REQUIRED WORK: Return, from the data that follows, each line that holds the word "street".

Saved entries:
[Start of Attachment]

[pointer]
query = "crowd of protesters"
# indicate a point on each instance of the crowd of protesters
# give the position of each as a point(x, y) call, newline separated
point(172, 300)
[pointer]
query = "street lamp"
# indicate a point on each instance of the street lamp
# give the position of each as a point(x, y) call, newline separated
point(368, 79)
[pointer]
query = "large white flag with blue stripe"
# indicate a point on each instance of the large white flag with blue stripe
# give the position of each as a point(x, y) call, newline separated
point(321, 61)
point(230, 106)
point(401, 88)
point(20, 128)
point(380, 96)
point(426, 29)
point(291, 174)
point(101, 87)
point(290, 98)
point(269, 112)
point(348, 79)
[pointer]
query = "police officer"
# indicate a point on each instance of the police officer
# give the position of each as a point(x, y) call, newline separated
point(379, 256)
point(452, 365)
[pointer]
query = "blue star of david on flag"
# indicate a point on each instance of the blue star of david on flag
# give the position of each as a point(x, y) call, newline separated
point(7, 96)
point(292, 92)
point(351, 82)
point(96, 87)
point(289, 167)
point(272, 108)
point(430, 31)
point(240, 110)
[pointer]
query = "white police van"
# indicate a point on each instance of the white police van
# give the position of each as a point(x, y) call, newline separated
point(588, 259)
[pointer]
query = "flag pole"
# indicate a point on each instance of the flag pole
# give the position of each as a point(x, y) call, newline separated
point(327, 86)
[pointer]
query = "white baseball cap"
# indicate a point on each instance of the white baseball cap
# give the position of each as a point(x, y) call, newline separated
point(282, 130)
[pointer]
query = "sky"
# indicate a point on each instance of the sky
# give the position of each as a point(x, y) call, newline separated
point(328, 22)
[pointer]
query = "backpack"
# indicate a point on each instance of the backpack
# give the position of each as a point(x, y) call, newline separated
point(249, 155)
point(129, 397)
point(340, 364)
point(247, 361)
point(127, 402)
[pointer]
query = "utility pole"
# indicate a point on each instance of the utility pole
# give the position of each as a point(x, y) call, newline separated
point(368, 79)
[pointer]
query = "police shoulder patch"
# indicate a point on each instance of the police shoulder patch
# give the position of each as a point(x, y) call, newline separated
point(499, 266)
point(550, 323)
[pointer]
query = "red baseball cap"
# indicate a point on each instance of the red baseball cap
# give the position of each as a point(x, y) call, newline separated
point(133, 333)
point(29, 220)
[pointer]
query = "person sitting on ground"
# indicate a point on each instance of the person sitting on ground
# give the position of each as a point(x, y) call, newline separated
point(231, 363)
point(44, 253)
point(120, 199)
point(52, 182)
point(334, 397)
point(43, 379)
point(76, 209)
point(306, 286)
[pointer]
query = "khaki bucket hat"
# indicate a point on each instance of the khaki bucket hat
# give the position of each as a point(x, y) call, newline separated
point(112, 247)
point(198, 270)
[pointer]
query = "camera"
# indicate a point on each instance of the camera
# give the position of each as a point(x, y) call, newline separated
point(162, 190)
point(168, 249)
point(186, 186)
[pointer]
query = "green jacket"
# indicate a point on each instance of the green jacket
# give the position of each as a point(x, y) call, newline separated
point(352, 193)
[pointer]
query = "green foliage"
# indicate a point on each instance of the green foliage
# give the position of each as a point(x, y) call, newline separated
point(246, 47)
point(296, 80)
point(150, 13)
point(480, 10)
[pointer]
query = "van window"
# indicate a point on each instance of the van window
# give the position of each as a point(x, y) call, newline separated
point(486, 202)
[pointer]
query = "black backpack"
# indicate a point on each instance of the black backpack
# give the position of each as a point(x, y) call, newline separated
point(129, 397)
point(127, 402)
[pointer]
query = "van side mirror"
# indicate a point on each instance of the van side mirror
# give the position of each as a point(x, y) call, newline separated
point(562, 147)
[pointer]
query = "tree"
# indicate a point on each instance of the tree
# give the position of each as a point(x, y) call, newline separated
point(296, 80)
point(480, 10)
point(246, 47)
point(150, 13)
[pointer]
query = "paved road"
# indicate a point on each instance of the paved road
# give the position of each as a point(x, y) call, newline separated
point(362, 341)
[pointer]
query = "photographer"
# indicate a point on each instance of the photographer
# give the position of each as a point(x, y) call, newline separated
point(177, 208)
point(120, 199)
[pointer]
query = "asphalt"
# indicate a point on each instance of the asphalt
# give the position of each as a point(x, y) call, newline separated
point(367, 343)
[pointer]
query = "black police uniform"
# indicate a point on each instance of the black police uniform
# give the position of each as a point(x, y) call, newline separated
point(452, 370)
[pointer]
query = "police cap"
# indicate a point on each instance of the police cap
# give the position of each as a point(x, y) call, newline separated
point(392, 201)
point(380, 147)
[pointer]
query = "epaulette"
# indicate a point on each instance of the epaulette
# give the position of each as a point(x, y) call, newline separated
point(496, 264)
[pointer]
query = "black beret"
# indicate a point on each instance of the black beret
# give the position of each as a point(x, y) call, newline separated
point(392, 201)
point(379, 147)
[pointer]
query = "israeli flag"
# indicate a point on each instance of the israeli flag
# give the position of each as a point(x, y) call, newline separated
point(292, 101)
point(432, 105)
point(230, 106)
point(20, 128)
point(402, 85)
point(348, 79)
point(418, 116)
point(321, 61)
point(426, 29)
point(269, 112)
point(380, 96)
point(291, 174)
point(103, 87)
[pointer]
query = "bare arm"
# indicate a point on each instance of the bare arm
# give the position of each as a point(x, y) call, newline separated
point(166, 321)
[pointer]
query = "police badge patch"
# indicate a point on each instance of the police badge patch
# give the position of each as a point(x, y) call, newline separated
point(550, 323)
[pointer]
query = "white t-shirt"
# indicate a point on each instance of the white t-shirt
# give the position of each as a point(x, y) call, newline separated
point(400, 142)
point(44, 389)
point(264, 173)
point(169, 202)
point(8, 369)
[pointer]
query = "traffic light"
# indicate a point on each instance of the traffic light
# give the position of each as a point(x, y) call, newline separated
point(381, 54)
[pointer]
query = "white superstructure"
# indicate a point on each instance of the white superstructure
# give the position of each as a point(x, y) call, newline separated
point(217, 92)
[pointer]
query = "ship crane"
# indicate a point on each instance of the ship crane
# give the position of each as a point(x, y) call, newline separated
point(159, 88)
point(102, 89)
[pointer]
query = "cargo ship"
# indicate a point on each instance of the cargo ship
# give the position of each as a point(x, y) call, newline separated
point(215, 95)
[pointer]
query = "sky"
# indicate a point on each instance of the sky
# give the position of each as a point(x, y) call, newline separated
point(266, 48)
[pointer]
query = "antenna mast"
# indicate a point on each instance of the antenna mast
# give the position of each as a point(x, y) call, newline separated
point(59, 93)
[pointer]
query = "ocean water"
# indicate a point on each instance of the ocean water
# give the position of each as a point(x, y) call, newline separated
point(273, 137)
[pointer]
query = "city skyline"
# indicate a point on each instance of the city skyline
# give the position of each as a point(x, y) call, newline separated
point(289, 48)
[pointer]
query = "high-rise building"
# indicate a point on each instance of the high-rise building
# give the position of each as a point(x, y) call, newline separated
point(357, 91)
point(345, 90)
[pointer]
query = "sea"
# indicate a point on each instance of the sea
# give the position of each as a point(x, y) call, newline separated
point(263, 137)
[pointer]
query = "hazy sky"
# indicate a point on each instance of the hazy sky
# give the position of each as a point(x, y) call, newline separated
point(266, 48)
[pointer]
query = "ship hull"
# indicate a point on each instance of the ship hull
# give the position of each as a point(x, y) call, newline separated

[End of Attachment]

ANSWER FOR THIS EXERCISE:
query = "street lamp"
# indicate a point on each instance of the street lamp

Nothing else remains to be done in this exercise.